**What to produce:**
Starting at the top line and ending at the last, restate the records exactly.
_ _ _ _ _
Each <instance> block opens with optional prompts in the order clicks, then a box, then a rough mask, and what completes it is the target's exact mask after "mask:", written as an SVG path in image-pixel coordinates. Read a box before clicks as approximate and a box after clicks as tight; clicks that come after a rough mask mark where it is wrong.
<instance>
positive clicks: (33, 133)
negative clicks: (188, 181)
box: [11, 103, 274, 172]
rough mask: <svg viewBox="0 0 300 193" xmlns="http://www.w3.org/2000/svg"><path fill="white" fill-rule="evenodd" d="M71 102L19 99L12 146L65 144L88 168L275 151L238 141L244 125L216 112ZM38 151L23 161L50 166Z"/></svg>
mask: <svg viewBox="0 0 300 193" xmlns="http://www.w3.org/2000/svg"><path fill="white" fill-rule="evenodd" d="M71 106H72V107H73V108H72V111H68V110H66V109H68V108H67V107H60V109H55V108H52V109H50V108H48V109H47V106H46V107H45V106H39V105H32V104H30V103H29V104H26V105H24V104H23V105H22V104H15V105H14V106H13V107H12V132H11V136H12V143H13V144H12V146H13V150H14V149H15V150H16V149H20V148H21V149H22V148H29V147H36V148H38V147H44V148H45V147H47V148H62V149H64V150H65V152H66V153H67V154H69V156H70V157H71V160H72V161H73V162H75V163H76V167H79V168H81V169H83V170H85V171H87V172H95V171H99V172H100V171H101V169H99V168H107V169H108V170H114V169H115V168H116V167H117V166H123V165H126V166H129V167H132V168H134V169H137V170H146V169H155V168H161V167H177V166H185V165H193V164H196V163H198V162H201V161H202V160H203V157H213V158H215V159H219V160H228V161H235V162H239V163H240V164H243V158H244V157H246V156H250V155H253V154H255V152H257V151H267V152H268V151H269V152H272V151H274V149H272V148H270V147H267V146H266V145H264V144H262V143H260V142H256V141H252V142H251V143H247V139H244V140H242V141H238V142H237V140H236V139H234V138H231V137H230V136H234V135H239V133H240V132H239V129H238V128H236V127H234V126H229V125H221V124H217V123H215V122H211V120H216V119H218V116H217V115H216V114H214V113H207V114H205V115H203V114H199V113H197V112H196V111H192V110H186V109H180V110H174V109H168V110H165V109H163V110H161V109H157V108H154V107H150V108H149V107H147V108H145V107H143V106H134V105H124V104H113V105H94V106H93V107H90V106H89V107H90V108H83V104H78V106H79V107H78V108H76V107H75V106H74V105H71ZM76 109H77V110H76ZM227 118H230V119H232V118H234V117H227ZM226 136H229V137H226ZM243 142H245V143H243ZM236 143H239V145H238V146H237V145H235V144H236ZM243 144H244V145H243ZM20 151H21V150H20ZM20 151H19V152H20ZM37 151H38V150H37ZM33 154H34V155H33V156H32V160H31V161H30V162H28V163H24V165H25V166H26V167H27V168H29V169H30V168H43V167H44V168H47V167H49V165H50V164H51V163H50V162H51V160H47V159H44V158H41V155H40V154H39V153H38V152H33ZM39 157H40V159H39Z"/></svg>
_ _ _ _ _
**Answer space:**
Each <instance> block opens with optional prompts in the order clicks, then a box, then a rough mask, and what completes it is the target's exact mask after "mask:", written as an SVG path in image-pixel coordinates. Read a box before clicks as approximate and a box after clicks as tight; clicks that come after a rough mask mark where it is wrong.
<instance>
positive clicks: (33, 133)
negative clicks: (188, 181)
box: [11, 103, 274, 172]
rough mask: <svg viewBox="0 0 300 193" xmlns="http://www.w3.org/2000/svg"><path fill="white" fill-rule="evenodd" d="M71 102L19 99L12 146L65 144L88 168L275 151L238 141L244 125L216 112ZM38 151L23 161L50 166Z"/></svg>
mask: <svg viewBox="0 0 300 193" xmlns="http://www.w3.org/2000/svg"><path fill="white" fill-rule="evenodd" d="M71 106H72V107H73V108H72V111H68V110H66V109H68V108H67V107H60V109H55V108H52V109H50V108H48V109H47V106H46V107H45V106H39V105H32V104H30V103H29V104H26V105H24V104H23V105H22V104H15V105H14V106H13V107H12V132H11V136H12V143H13V144H12V146H13V150H14V149H15V150H16V149H20V148H21V149H22V148H29V147H36V148H38V147H44V148H45V147H47V148H62V149H64V150H65V152H66V153H67V154H69V156H70V157H71V160H72V161H73V162H75V163H76V167H79V168H81V169H83V170H85V171H87V172H95V171H99V172H100V171H101V169H99V168H107V169H108V170H114V169H115V168H116V167H117V166H123V165H126V166H129V167H132V168H134V169H137V170H146V169H155V168H161V167H177V166H185V165H193V164H196V163H198V162H201V161H202V160H203V157H213V158H215V159H219V160H228V161H235V162H239V163H240V164H243V158H244V157H246V156H250V155H253V154H255V152H257V151H267V152H268V151H269V152H272V151H274V149H272V148H270V147H267V146H266V145H264V144H262V143H260V142H256V141H252V142H251V143H247V139H244V140H242V141H238V142H237V140H236V139H234V138H231V137H230V136H234V135H239V133H240V132H239V129H238V128H236V127H234V126H229V125H221V124H217V123H215V122H211V120H216V119H218V116H217V115H216V114H214V113H207V114H205V115H203V114H199V113H197V112H196V111H192V110H186V109H180V110H174V109H168V110H165V109H163V110H161V109H157V108H154V107H150V108H149V107H147V108H145V107H143V106H134V105H124V104H113V105H94V106H93V107H90V106H89V107H90V108H83V104H78V106H79V107H78V108H76V107H75V106H74V105H71ZM76 109H77V110H76ZM227 118H230V119H232V118H234V117H227ZM226 136H229V137H226ZM243 142H245V143H243ZM236 143H239V145H238V146H237V145H235V144H236ZM243 144H244V145H243ZM20 151H21V150H20ZM20 151H19V152H20ZM37 151H38V150H37ZM33 154H34V155H33V156H32V160H31V161H30V162H28V163H24V165H25V166H26V167H27V168H29V169H30V168H43V167H44V168H47V167H49V165H50V164H51V163H50V162H51V160H47V159H44V158H41V155H40V154H39V153H38V152H33ZM39 157H40V159H39Z"/></svg>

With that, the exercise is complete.